SOURCE EXTRACT -
┌──
Write a function that suits your needs yourself. So easy in Julia.

same holds for mv command and some others as well probably.
It is surprising that the julia version is called the same but so different from the shell version…

It would be great if all those commands get a flag to switch to shell recursive behaviour.

Custom recursive behaviour on a folder structure can be obtained by using the walkdir iterator.

a nice trick when using walkdir is using something like destdir = normpath(joinpath(dst, relpath(root, src))) to obtain a mirror copy of the folder structure but starting from dst instead of src.

If the current folder being walked is src/some/folder (the root in the snippet above) you can check existence of dst/some/folder before doing any action. You can then check existence of single files: isfile(joinpath(destdir, file)) where file is from the files list obtained from the walkdir iterator.

one especially handy feature of walkdir is that you can just invert it and use a bottom up approach.
└──
MATERIAL SUPPLIED -
┌──
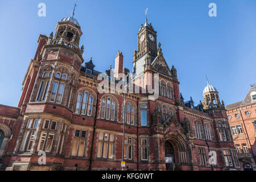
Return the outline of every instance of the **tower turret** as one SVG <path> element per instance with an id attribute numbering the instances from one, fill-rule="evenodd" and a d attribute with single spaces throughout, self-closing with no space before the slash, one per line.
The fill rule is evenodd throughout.
<path id="1" fill-rule="evenodd" d="M 209 84 L 208 79 L 207 85 L 204 89 L 203 96 L 204 96 L 204 101 L 203 101 L 202 104 L 204 106 L 204 109 L 224 107 L 220 101 L 218 91 L 215 87 Z"/>

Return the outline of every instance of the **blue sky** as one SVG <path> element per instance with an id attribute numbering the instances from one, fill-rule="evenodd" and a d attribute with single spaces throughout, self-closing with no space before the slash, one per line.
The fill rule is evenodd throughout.
<path id="1" fill-rule="evenodd" d="M 46 17 L 38 5 L 46 5 Z M 217 5 L 209 17 L 208 5 Z M 148 20 L 158 32 L 164 56 L 177 70 L 180 91 L 198 103 L 209 82 L 226 104 L 243 100 L 256 82 L 256 1 L 1 1 L 0 2 L 0 104 L 16 106 L 28 63 L 40 34 L 55 33 L 57 22 L 75 17 L 84 33 L 84 59 L 93 57 L 96 69 L 114 65 L 117 51 L 124 67 L 132 70 L 137 34 Z"/>

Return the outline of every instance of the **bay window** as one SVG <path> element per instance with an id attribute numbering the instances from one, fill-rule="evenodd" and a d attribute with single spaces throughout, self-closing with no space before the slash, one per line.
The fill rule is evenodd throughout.
<path id="1" fill-rule="evenodd" d="M 142 105 L 141 106 L 141 125 L 147 126 L 147 105 Z"/>
<path id="2" fill-rule="evenodd" d="M 97 157 L 113 158 L 114 135 L 100 132 L 98 135 Z"/>
<path id="3" fill-rule="evenodd" d="M 56 154 L 62 154 L 63 151 L 63 145 L 65 140 L 65 137 L 66 135 L 67 125 L 64 123 L 61 123 L 61 126 L 60 127 L 60 133 L 59 136 L 58 144 L 57 146 Z"/>
<path id="4" fill-rule="evenodd" d="M 233 167 L 232 159 L 231 153 L 229 150 L 223 150 L 223 155 L 224 156 L 225 164 L 226 167 Z"/>
<path id="5" fill-rule="evenodd" d="M 28 120 L 26 126 L 24 129 L 24 132 L 20 145 L 20 151 L 28 152 L 31 151 L 39 121 L 39 119 L 29 119 Z"/>
<path id="6" fill-rule="evenodd" d="M 38 151 L 51 152 L 55 135 L 54 131 L 56 130 L 56 121 L 48 119 L 44 121 L 38 146 Z"/>
<path id="7" fill-rule="evenodd" d="M 64 70 L 61 69 L 61 70 Z M 55 75 L 55 80 L 52 86 L 52 92 L 49 101 L 61 104 L 62 97 L 65 88 L 65 84 L 67 80 L 67 75 L 63 74 L 62 76 L 60 72 L 57 72 Z"/>
<path id="8" fill-rule="evenodd" d="M 72 151 L 72 156 L 84 157 L 85 155 L 86 131 L 76 130 Z"/>

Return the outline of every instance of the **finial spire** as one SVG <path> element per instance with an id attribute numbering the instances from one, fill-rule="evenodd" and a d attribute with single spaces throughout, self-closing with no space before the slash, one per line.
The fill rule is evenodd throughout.
<path id="1" fill-rule="evenodd" d="M 148 14 L 148 13 L 147 13 L 147 10 L 148 10 L 148 9 L 147 7 L 147 9 L 145 11 L 145 14 L 146 14 L 146 23 L 147 23 L 147 15 Z"/>
<path id="2" fill-rule="evenodd" d="M 76 9 L 76 6 L 77 6 L 76 4 L 75 4 L 74 10 L 73 10 L 73 13 L 72 13 L 72 18 L 73 18 L 73 16 L 74 16 L 74 15 L 75 15 L 75 10 Z"/>
<path id="3" fill-rule="evenodd" d="M 209 81 L 208 81 L 208 78 L 207 77 L 207 74 L 205 73 L 206 77 L 207 77 L 207 84 L 209 85 Z"/>

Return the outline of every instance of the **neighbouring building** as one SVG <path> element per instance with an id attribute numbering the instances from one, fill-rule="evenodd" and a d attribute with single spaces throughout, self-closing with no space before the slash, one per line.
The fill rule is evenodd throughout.
<path id="1" fill-rule="evenodd" d="M 120 170 L 125 113 L 125 169 L 240 169 L 217 89 L 207 82 L 200 104 L 184 101 L 177 71 L 170 69 L 147 19 L 137 35 L 132 72 L 123 68 L 118 51 L 114 71 L 110 67 L 105 73 L 133 74 L 133 85 L 141 90 L 158 73 L 159 96 L 127 93 L 125 102 L 122 93 L 98 92 L 101 72 L 92 59 L 84 60 L 82 33 L 73 15 L 57 23 L 54 36 L 40 35 L 17 107 L 0 106 L 2 169 Z M 45 164 L 38 162 L 42 151 Z"/>
<path id="2" fill-rule="evenodd" d="M 226 109 L 241 169 L 256 171 L 256 85 L 243 101 Z"/>

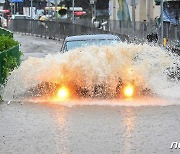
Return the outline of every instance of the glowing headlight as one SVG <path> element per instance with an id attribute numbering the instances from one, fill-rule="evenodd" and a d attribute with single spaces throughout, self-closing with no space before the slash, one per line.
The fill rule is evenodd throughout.
<path id="1" fill-rule="evenodd" d="M 134 87 L 131 84 L 125 86 L 123 89 L 123 93 L 126 97 L 132 97 L 134 94 Z"/>
<path id="2" fill-rule="evenodd" d="M 58 98 L 60 99 L 67 99 L 69 97 L 69 90 L 65 86 L 62 86 L 58 90 L 57 95 L 58 95 Z"/>

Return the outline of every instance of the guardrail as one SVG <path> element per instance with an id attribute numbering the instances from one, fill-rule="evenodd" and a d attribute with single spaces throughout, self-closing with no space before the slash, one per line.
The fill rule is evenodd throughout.
<path id="1" fill-rule="evenodd" d="M 64 39 L 70 35 L 81 35 L 81 34 L 116 34 L 122 41 L 128 40 L 127 35 L 121 35 L 119 33 L 104 31 L 98 28 L 65 23 L 56 21 L 39 21 L 39 20 L 11 20 L 8 24 L 9 29 L 15 32 L 22 32 L 26 34 L 32 34 L 40 37 L 47 37 L 51 39 Z"/>
<path id="2" fill-rule="evenodd" d="M 0 84 L 4 83 L 7 77 L 6 73 L 9 73 L 9 71 L 16 67 L 14 65 L 20 65 L 20 56 L 19 45 L 0 52 Z"/>

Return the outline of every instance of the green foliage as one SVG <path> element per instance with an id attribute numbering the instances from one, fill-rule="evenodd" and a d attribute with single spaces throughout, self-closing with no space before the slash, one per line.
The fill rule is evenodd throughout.
<path id="1" fill-rule="evenodd" d="M 6 51 L 19 43 L 15 41 L 11 36 L 0 36 L 0 52 Z"/>
<path id="2" fill-rule="evenodd" d="M 2 61 L 2 81 L 5 82 L 6 78 L 10 75 L 10 73 L 16 68 L 17 60 L 13 56 L 6 56 L 3 58 Z"/>

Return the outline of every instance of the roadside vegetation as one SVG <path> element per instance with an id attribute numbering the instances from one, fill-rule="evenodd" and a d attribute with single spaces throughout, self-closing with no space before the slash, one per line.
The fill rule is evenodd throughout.
<path id="1" fill-rule="evenodd" d="M 7 77 L 20 64 L 22 52 L 19 50 L 19 42 L 12 36 L 12 33 L 0 34 L 0 88 L 5 85 Z M 1 93 L 0 100 L 2 100 Z"/>

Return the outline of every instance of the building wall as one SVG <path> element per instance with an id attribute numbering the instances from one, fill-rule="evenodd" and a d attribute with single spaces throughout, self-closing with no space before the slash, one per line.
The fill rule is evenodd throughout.
<path id="1" fill-rule="evenodd" d="M 109 0 L 110 2 L 110 19 L 118 20 L 117 11 L 119 9 L 118 0 Z M 128 5 L 130 16 L 132 19 L 132 6 Z M 139 0 L 139 4 L 135 9 L 136 21 L 150 21 L 160 16 L 160 6 L 155 5 L 154 0 Z"/>

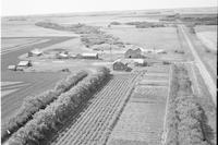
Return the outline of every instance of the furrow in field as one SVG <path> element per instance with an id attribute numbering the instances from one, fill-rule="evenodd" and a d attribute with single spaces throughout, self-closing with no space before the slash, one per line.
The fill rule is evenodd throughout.
<path id="1" fill-rule="evenodd" d="M 56 145 L 95 145 L 104 144 L 110 128 L 119 116 L 121 108 L 133 87 L 137 75 L 116 75 L 99 93 L 88 101 L 88 107 L 77 116 L 72 117 L 70 128 L 60 132 L 52 141 Z M 71 123 L 71 122 L 70 122 Z"/>

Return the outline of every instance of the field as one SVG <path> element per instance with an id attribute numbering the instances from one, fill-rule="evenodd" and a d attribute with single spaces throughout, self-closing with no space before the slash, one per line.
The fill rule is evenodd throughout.
<path id="1" fill-rule="evenodd" d="M 124 106 L 135 76 L 116 75 L 104 89 L 94 95 L 82 113 L 70 117 L 50 144 L 104 144 Z"/>
<path id="2" fill-rule="evenodd" d="M 141 81 L 135 85 L 107 145 L 161 144 L 169 68 L 166 68 L 165 72 L 159 72 L 157 68 L 153 69 L 147 70 L 148 72 L 141 76 Z M 155 74 L 164 75 L 167 83 L 162 85 L 162 78 L 154 78 Z"/>
<path id="3" fill-rule="evenodd" d="M 210 50 L 217 51 L 217 26 L 196 26 L 197 37 Z"/>
<path id="4" fill-rule="evenodd" d="M 2 17 L 2 144 L 216 145 L 217 26 L 196 23 L 214 23 L 215 10 Z M 43 55 L 27 56 L 35 48 Z M 21 60 L 33 67 L 8 69 Z"/>

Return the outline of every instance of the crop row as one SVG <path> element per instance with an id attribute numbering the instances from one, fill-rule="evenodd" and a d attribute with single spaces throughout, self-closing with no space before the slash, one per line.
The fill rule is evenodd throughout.
<path id="1" fill-rule="evenodd" d="M 77 120 L 72 121 L 69 129 L 61 131 L 51 144 L 105 144 L 130 95 L 135 77 L 136 75 L 114 76 L 94 96 Z"/>
<path id="2" fill-rule="evenodd" d="M 86 76 L 87 72 L 85 71 L 70 74 L 66 78 L 59 81 L 53 89 L 44 92 L 37 96 L 26 97 L 16 113 L 3 123 L 1 141 L 5 141 L 11 134 L 29 121 L 33 118 L 33 114 L 39 109 L 44 109 L 47 105 L 57 99 L 58 96 L 69 90 Z"/>
<path id="3" fill-rule="evenodd" d="M 172 67 L 167 114 L 167 145 L 209 145 L 204 134 L 204 110 L 192 93 L 184 65 Z"/>
<path id="4" fill-rule="evenodd" d="M 96 93 L 107 80 L 110 72 L 106 68 L 99 69 L 72 87 L 58 99 L 36 112 L 31 121 L 15 132 L 8 141 L 9 144 L 40 144 L 48 138 L 51 132 L 56 132 L 64 119 L 76 112 L 77 107 Z"/>

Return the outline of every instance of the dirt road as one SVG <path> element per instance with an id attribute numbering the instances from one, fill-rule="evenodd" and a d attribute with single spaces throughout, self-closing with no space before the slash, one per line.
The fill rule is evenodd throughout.
<path id="1" fill-rule="evenodd" d="M 187 36 L 186 32 L 185 32 L 185 26 L 184 25 L 178 25 L 178 26 L 179 26 L 179 28 L 181 28 L 181 32 L 184 35 L 184 38 L 185 38 L 185 40 L 186 40 L 186 43 L 187 43 L 187 45 L 189 45 L 189 47 L 190 47 L 190 49 L 192 51 L 192 55 L 193 55 L 193 57 L 195 59 L 196 67 L 198 68 L 199 73 L 201 73 L 206 86 L 208 87 L 209 93 L 213 96 L 213 100 L 215 102 L 215 106 L 217 106 L 217 95 L 216 95 L 217 88 L 216 88 L 216 84 L 213 81 L 213 77 L 209 74 L 209 72 L 207 71 L 205 64 L 201 60 L 201 57 L 196 52 L 192 41 L 190 40 L 190 38 L 189 38 L 189 36 Z"/>

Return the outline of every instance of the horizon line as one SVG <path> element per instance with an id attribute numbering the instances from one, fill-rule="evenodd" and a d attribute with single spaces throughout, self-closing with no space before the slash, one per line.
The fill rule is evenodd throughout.
<path id="1" fill-rule="evenodd" d="M 146 10 L 179 10 L 179 9 L 197 9 L 197 8 L 217 8 L 216 13 L 218 13 L 218 7 L 174 7 L 174 8 L 150 8 L 150 9 L 132 9 L 132 10 L 106 10 L 106 11 L 77 11 L 77 12 L 48 12 L 48 13 L 34 13 L 34 14 L 19 14 L 19 15 L 3 15 L 1 17 L 12 17 L 12 16 L 43 16 L 43 15 L 59 15 L 59 14 L 84 14 L 84 13 L 100 13 L 100 12 L 121 12 L 121 11 L 146 11 Z"/>

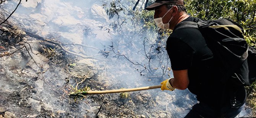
└──
SET OF TASKS -
**A)** In the Julia file-handling discussion, which iterator gives custom recursive behavior on a folder structure?
**B)** Retype everything in the Julia file-handling discussion from "If the current" down to "bottom up approach.", without changing a word.

SOLVED TASKS -
**A)** The walkdir iterator.

**B)**
If the current folder being walked is src/some/folder (the root in the snippet above) you can check existence of dst/some/folder before doing any action. You can then check existence of single files: isfile(joinpath(destdir, file)) where file is from the files list obtained from the walkdir iterator.

one especially handy feature of walkdir is that you can just invert it and use a bottom up approach.